→ **TASK TO COMPLETE**
First find the line containing "church facade, indicate" in the data, then set it down exactly along with every line after it, through the last.

→ **RECORDS SHOWN**
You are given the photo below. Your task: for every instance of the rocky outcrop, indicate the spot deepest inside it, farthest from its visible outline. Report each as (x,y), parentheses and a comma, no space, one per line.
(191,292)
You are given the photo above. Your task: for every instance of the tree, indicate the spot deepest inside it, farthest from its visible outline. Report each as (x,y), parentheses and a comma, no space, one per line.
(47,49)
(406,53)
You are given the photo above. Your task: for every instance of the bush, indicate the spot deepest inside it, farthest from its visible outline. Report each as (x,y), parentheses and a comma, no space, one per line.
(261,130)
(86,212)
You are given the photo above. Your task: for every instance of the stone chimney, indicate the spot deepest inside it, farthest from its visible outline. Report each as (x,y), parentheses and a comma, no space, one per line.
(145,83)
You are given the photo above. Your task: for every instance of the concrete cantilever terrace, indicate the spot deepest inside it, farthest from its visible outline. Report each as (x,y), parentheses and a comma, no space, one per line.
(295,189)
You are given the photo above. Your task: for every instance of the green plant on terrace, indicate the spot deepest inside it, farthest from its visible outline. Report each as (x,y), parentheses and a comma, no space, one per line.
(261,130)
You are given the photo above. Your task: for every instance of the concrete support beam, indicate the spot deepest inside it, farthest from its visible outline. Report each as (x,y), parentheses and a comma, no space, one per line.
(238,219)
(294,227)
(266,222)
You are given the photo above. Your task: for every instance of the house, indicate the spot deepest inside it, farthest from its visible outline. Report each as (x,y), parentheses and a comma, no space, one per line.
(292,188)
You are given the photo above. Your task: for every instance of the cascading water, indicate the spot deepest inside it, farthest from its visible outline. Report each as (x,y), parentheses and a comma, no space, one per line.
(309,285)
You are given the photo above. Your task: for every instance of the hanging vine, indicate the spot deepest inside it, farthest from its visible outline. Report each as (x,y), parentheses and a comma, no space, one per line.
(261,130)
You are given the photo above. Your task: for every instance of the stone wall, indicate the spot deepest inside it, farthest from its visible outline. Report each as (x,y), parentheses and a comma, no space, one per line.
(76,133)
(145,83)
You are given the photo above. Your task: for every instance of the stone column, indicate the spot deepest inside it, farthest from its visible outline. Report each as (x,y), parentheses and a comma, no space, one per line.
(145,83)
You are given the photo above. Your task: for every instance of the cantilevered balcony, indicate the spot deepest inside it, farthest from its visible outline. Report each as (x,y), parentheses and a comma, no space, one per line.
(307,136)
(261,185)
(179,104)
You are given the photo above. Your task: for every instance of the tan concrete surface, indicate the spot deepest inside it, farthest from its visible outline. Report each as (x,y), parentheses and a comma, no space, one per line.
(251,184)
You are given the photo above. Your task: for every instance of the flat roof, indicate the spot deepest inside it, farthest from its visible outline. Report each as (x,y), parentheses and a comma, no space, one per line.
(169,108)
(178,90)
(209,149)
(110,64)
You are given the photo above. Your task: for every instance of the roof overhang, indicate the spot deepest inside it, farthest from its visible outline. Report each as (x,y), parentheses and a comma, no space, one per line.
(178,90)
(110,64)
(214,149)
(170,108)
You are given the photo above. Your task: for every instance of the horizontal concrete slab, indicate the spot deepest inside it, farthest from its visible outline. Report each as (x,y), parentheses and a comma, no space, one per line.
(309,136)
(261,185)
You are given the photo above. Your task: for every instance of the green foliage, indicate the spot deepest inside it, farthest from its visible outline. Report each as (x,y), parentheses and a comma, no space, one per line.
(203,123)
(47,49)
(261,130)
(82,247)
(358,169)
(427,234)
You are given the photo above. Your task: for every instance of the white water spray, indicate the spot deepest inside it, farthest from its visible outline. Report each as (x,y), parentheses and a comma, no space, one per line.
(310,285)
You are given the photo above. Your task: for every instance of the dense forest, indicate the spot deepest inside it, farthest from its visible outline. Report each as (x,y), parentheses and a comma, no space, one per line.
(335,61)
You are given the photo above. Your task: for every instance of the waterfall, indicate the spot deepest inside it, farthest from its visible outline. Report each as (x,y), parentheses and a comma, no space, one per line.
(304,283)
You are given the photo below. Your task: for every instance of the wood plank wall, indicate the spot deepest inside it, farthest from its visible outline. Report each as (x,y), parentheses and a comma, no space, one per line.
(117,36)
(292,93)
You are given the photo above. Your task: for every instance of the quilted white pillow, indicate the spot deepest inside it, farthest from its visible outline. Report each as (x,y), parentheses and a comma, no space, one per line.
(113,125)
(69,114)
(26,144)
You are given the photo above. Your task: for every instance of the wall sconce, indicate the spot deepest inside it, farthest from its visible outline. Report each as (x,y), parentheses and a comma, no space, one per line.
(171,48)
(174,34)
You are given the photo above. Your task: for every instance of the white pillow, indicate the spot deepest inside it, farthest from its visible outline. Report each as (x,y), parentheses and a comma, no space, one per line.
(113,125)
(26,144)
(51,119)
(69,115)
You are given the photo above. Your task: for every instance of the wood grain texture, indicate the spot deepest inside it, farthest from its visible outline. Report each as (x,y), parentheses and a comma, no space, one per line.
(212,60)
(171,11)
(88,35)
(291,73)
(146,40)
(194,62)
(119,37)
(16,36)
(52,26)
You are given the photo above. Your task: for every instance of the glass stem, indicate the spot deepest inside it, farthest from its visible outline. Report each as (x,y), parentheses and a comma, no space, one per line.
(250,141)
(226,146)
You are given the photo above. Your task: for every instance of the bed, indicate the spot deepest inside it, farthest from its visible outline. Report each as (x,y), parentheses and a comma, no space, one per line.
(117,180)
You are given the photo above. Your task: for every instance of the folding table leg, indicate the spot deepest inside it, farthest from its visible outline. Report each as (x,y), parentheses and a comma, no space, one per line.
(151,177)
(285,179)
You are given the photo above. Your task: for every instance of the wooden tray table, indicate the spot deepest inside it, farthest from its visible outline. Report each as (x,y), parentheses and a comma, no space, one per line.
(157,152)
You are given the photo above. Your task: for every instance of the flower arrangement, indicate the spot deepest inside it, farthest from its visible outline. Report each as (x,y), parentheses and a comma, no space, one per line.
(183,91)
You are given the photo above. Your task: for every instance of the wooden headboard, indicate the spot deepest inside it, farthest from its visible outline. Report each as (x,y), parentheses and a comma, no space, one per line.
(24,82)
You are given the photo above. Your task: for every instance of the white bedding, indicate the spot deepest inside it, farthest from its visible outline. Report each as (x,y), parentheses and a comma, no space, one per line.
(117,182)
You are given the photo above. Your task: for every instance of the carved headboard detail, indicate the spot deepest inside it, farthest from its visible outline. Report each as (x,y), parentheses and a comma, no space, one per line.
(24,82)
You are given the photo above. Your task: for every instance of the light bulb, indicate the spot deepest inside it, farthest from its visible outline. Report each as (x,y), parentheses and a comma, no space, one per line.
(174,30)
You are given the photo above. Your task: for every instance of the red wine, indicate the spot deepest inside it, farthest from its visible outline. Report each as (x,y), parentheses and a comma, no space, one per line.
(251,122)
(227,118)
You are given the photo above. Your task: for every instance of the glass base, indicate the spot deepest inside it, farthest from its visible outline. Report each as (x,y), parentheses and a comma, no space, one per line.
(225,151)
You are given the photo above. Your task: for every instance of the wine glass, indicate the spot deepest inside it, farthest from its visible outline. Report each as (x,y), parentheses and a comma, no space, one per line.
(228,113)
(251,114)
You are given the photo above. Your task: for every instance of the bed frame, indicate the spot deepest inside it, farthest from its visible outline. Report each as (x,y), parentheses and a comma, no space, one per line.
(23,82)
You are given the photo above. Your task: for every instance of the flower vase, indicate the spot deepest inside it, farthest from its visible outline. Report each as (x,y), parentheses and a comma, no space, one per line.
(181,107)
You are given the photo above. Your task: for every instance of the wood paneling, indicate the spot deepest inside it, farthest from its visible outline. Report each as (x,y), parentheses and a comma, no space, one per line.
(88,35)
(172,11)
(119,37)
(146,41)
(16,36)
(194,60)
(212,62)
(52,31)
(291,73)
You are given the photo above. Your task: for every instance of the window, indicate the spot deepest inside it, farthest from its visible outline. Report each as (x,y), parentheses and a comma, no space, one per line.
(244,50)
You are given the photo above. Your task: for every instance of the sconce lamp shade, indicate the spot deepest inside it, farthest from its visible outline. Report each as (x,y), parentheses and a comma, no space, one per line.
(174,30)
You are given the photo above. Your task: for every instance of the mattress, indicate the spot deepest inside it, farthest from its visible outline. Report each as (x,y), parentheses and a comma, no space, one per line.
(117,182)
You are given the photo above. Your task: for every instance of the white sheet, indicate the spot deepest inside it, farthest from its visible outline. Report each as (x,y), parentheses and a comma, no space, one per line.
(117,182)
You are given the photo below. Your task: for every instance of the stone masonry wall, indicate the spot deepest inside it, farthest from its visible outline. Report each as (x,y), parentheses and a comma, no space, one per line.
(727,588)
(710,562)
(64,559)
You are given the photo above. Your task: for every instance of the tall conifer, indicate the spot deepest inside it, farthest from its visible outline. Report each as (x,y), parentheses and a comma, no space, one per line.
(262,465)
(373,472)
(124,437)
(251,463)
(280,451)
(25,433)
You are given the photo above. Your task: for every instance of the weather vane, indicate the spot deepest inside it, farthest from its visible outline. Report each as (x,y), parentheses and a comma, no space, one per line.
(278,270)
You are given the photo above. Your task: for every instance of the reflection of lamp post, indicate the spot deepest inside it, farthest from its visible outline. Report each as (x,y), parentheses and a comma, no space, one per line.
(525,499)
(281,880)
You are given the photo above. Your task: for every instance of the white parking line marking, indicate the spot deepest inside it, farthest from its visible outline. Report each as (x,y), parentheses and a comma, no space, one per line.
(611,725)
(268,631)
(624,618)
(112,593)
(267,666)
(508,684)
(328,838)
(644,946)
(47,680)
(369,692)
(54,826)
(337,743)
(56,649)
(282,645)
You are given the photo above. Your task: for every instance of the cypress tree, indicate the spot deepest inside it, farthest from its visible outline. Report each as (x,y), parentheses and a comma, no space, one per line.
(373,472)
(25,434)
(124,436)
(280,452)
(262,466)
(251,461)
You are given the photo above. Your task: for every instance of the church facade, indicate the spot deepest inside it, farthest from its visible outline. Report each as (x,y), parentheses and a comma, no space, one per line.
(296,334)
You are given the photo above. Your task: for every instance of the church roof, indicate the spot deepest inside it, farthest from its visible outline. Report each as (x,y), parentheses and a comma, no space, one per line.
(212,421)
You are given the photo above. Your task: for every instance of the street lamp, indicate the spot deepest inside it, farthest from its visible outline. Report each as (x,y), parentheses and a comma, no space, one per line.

→ **WRITTEN RESPONSE**
You are given the photo above. Your task: for every instance of the church facade, indicate the spot deepest inside it, farthest from its visible outline. Report each as (x,y), parentheses and a comma, no space, one per line.
(296,334)
You are given the photo above. Your task: for every instance of the church roof, indicate the spot deepest inside it, farthest from its visible outline. Report each as (x,y), parentheses and a comma, no space, one per line.
(212,421)
You are given the photo above. Your task: for every instance of the street lamp, indicate the spot deepest inside it, farthest from its visible outline. Report each as (x,y), parentheses and a comma, no space, one per line.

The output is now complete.